Rows from a pointing dataset

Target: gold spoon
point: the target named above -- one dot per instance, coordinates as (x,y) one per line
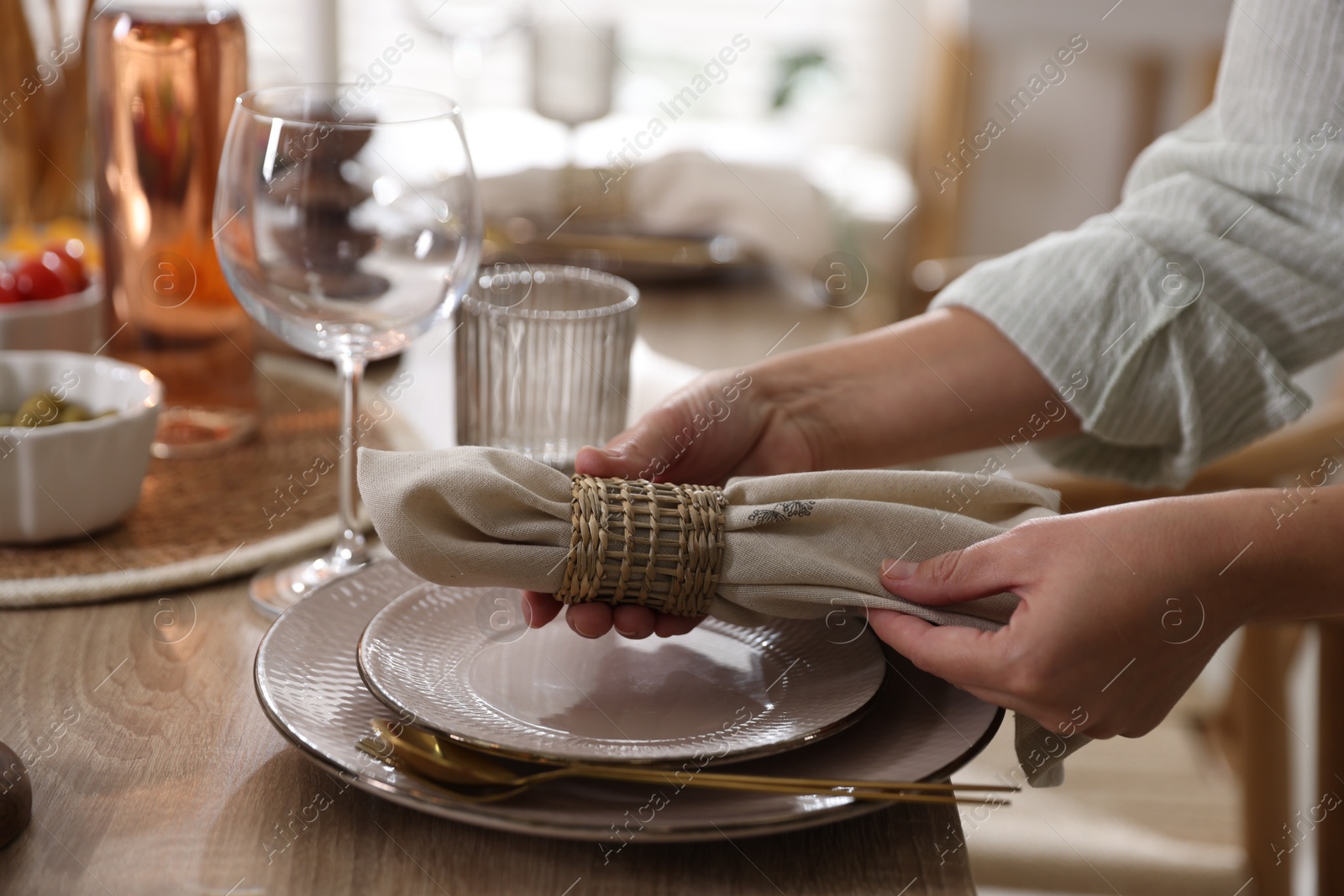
(454,766)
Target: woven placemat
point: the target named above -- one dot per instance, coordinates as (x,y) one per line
(206,520)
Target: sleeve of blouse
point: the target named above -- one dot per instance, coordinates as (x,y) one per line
(1171,325)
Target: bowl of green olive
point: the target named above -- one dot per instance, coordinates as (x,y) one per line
(74,443)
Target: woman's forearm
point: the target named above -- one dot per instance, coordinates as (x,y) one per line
(938,383)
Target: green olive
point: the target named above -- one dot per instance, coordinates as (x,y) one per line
(73,414)
(39,410)
(46,409)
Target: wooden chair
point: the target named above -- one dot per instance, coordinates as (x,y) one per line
(1151,35)
(1252,727)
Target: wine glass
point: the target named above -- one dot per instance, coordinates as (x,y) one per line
(349,222)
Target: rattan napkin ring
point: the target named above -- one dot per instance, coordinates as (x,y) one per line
(654,544)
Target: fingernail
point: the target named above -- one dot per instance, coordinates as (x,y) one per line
(581,631)
(898,570)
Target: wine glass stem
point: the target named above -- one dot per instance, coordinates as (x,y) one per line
(349,550)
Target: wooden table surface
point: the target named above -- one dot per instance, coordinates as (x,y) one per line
(155,772)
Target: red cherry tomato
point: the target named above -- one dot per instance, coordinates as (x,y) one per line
(35,281)
(8,291)
(69,269)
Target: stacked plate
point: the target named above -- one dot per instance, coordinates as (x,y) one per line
(803,698)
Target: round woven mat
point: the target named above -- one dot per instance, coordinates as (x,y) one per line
(202,521)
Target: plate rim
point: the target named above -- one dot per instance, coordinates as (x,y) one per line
(480,815)
(538,757)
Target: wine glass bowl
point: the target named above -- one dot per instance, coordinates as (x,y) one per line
(347,217)
(347,222)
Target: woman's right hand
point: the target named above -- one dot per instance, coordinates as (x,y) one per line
(725,423)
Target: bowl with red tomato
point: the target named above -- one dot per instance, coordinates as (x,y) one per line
(49,300)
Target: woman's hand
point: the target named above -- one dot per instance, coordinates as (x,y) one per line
(725,423)
(862,402)
(1121,609)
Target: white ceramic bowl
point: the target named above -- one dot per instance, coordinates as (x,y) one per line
(73,479)
(71,322)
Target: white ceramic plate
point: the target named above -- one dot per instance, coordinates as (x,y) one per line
(308,683)
(721,691)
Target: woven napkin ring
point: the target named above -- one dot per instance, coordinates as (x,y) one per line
(655,544)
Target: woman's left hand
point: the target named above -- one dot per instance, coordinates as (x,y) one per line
(1121,609)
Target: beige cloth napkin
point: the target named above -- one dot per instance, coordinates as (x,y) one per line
(799,546)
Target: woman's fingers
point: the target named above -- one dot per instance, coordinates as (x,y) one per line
(596,620)
(979,571)
(589,620)
(633,622)
(964,656)
(539,609)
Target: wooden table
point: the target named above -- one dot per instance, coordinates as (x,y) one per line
(158,773)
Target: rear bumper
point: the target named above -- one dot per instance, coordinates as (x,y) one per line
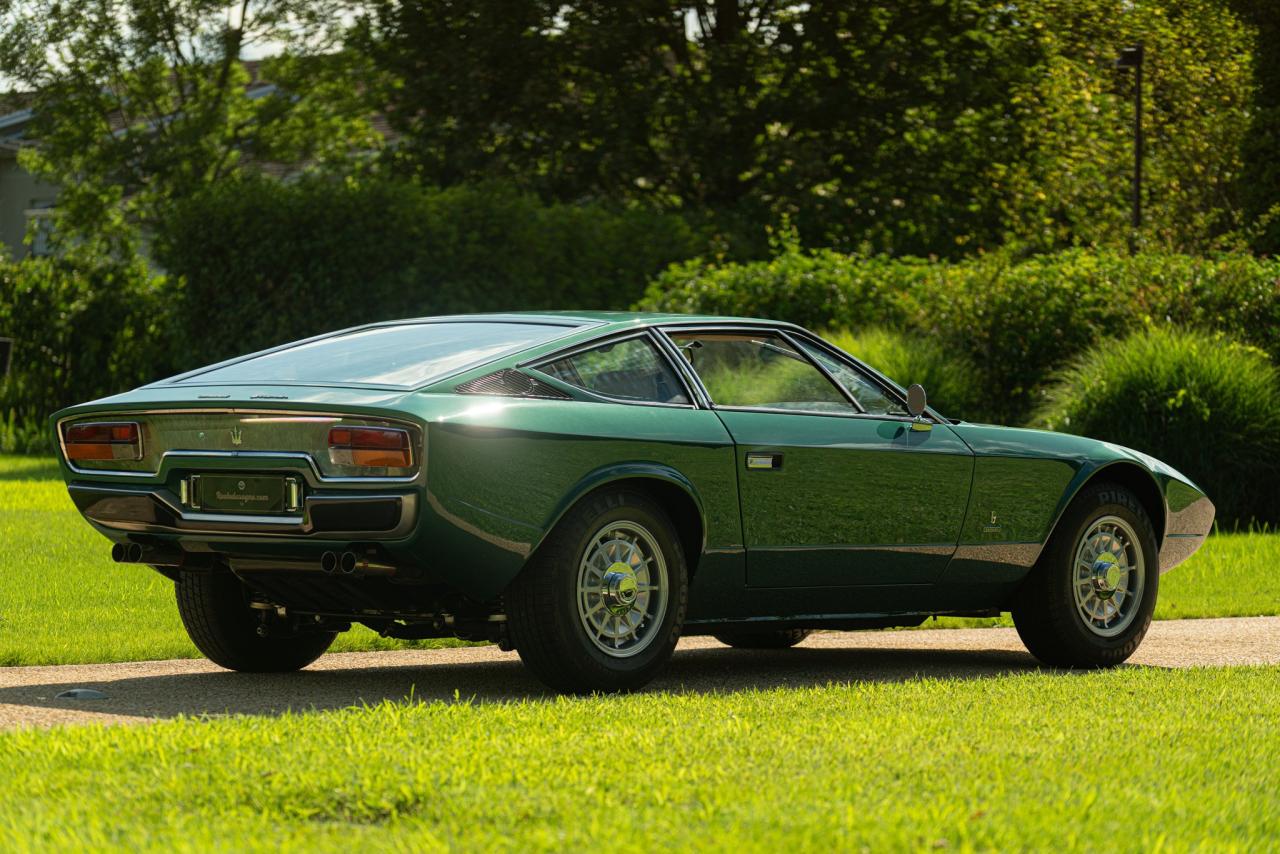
(330,515)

| Written instruction |
Output the line containing "Target: woven napkin ring" and each line after it, through the end of the material, exactly as given. No pictures belong in the output.

| Task result |
Target: woven napkin ring
point: the target named above -- one dot per instance, coordinates as (x,y) one per line
(655,544)
Target: woman's left hand
point: the target named above -- one dot per instance, coordinates as (x,y) one per line
(1121,609)
Target: beige cloth napkin
point: the target named above -- one dot per instance, coordinates as (x,y) one per line
(799,546)
Target: woman's fingers
point: the target named above -- one dot per instance, coordinates as (x,y) one per line
(596,620)
(979,571)
(589,620)
(633,622)
(964,656)
(539,609)
Target: wooden table
point: the target named above -- one dot per instance, coordinates as (x,y) one per line
(158,773)
Target: rear bumper
point: the target named above -- one dot per instance, coordinates as (x,y) one per line
(330,515)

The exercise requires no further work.